(Extracted data entries)

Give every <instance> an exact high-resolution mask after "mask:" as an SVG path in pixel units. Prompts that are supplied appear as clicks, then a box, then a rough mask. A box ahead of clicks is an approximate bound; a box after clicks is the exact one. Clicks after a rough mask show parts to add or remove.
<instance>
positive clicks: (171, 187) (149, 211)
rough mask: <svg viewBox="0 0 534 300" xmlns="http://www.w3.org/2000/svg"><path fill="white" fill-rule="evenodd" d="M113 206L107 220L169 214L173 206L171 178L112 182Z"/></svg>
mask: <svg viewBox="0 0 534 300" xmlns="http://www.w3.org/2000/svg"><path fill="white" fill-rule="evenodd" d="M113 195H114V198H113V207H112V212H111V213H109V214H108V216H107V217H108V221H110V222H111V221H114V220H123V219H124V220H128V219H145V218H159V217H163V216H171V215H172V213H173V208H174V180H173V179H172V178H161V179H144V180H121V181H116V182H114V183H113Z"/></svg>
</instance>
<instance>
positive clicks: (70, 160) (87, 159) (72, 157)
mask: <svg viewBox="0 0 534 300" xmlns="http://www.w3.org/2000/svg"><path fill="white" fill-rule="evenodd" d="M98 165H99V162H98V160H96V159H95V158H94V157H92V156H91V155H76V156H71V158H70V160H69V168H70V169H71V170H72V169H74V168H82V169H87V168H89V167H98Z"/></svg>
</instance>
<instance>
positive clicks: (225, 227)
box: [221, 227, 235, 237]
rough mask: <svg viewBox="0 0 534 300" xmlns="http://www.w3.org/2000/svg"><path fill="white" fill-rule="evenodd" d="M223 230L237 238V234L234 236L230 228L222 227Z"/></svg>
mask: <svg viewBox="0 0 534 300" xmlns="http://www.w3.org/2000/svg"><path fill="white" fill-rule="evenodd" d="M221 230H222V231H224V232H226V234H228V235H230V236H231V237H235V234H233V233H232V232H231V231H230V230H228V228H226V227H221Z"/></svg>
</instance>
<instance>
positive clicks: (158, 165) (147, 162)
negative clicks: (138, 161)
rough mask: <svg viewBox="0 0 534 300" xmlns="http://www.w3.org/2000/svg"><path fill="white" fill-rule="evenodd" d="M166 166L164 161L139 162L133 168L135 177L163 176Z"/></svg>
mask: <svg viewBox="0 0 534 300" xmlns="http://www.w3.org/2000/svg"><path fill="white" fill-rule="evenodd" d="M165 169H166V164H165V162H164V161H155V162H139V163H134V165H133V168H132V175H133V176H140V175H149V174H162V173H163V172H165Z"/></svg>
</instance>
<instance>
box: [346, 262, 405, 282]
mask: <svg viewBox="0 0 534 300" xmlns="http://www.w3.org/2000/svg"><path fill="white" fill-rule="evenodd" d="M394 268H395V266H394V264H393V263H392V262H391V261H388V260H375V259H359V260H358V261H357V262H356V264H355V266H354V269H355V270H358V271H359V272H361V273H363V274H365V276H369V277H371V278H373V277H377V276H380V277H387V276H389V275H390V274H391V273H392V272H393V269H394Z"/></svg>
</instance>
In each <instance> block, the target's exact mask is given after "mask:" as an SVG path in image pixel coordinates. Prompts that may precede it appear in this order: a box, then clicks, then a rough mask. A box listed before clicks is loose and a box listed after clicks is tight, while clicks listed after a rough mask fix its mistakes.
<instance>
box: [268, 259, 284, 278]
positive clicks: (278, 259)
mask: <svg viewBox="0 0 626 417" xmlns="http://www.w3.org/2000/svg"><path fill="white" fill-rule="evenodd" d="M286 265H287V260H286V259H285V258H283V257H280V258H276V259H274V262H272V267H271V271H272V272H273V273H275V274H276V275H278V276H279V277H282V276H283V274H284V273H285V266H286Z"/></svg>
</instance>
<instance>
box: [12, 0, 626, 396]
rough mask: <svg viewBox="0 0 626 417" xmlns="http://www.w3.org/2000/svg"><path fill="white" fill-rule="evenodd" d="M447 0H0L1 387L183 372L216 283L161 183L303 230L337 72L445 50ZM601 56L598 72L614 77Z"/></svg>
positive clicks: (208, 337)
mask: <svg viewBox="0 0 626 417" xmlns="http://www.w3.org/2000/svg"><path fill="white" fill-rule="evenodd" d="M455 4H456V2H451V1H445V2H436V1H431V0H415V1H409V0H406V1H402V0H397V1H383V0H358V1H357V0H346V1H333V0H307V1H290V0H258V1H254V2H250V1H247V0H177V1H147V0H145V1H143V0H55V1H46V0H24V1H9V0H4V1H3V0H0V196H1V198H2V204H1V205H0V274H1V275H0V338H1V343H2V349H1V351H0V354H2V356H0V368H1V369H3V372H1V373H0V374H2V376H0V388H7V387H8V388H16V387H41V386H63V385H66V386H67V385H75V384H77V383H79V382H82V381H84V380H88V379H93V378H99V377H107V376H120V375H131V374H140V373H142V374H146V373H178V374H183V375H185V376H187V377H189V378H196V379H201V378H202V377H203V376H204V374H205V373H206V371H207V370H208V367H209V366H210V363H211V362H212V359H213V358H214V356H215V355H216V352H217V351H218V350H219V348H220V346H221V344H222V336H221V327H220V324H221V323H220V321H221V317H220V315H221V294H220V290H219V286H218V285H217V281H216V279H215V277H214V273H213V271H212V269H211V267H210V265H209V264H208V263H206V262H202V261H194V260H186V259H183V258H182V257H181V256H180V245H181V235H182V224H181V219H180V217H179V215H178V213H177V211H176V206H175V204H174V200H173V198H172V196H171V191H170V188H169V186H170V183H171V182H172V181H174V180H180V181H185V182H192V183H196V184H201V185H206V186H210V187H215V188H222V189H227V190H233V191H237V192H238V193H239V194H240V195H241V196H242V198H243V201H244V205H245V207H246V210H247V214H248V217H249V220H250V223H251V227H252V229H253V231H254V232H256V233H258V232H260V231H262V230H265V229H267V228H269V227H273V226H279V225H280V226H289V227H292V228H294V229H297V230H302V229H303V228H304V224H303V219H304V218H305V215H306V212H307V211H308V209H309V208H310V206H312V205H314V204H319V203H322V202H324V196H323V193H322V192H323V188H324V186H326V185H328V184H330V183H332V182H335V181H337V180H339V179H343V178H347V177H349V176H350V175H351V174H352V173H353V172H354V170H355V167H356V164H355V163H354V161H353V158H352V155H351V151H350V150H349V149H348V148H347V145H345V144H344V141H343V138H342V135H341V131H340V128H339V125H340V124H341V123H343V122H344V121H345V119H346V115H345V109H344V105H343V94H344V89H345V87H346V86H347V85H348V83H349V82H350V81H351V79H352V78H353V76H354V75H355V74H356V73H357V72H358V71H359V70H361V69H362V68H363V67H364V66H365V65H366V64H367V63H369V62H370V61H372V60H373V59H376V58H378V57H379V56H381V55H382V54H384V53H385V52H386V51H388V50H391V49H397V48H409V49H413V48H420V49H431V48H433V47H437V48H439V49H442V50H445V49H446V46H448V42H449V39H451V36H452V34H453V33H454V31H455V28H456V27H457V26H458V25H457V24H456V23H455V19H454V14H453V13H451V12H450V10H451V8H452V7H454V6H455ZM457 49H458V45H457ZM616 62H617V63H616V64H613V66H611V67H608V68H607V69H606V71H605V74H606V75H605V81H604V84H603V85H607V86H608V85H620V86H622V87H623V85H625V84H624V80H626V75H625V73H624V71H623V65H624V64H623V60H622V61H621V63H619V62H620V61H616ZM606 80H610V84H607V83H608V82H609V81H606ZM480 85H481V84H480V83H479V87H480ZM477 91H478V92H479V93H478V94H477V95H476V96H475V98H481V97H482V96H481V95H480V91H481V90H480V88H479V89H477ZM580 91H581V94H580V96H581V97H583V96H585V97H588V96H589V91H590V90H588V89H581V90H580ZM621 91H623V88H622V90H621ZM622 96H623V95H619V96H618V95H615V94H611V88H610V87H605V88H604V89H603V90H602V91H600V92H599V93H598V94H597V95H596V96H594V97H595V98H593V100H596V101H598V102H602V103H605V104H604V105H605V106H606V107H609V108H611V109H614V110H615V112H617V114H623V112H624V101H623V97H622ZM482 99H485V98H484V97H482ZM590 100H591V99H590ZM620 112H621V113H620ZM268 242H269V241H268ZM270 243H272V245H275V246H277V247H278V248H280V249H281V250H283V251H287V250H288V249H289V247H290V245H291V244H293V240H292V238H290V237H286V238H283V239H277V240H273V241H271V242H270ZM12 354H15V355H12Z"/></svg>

§ **What to do**: All that belongs in the answer is the run of lines above from the line containing "230L237 238V234L234 236L230" through the line containing "0H0L1 387L183 372L216", exactly as written.

§ **Response to this exercise**:
rough mask: <svg viewBox="0 0 534 300" xmlns="http://www.w3.org/2000/svg"><path fill="white" fill-rule="evenodd" d="M223 230L237 238V234L234 236L230 228L222 227Z"/></svg>
mask: <svg viewBox="0 0 534 300" xmlns="http://www.w3.org/2000/svg"><path fill="white" fill-rule="evenodd" d="M221 230H222V231H224V232H226V234H228V235H230V236H231V237H235V234H233V233H232V232H231V231H230V230H228V228H226V227H221Z"/></svg>
</instance>
<instance>
positive clicks: (158, 165) (147, 162)
negative clicks: (138, 161)
rough mask: <svg viewBox="0 0 534 300" xmlns="http://www.w3.org/2000/svg"><path fill="white" fill-rule="evenodd" d="M166 166L164 161L139 162L133 168L135 177L163 176Z"/></svg>
mask: <svg viewBox="0 0 534 300" xmlns="http://www.w3.org/2000/svg"><path fill="white" fill-rule="evenodd" d="M165 169H166V164H165V162H164V161H155V162H139V163H134V165H133V168H132V175H133V176H140V175H149V174H162V173H163V172H165Z"/></svg>
</instance>
<instance>
box: [346, 262, 405, 282]
mask: <svg viewBox="0 0 534 300" xmlns="http://www.w3.org/2000/svg"><path fill="white" fill-rule="evenodd" d="M394 268H395V266H394V264H393V263H392V262H391V261H388V260H375V259H359V260H358V261H357V262H356V264H355V266H354V269H355V270H358V271H359V272H361V273H363V274H365V276H369V277H371V278H373V277H377V276H380V277H387V276H389V275H390V274H391V273H392V272H393V269H394Z"/></svg>
</instance>
In each <instance> block, the target's exact mask is given after "mask:" as an SVG path in image pixel coordinates. Prompts that may precede it appear in this order: a box, then clicks, then a rough mask. A box listed before clicks is loose and a box listed after clicks is tight, while clicks listed after a rough mask fix its mistakes.
<instance>
box: [268, 259, 284, 278]
positive clicks: (278, 259)
mask: <svg viewBox="0 0 626 417" xmlns="http://www.w3.org/2000/svg"><path fill="white" fill-rule="evenodd" d="M286 265H287V260H286V259H285V258H283V257H280V258H276V259H274V262H272V267H271V271H272V272H273V273H275V274H276V275H278V276H279V277H282V276H283V274H284V273H285V266H286Z"/></svg>
</instance>
<instance>
box: [12, 0, 626, 396]
rough mask: <svg viewBox="0 0 626 417" xmlns="http://www.w3.org/2000/svg"><path fill="white" fill-rule="evenodd" d="M447 0H0L1 387L183 372L216 283L161 183L303 230L337 72L445 50ZM601 56L598 72L614 77Z"/></svg>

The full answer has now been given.